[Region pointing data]
===============

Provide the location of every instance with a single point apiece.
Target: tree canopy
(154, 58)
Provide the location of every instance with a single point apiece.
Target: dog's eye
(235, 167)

===============

Exercise brief >>
Once you have read the records above, set each one down again exactly.

Exercise solution >>
Provide the location of every instance with a single point apiece.
Target: tree canopy
(154, 58)
Provide the location of every instance with a single point apiece.
Target: dog's eye
(235, 167)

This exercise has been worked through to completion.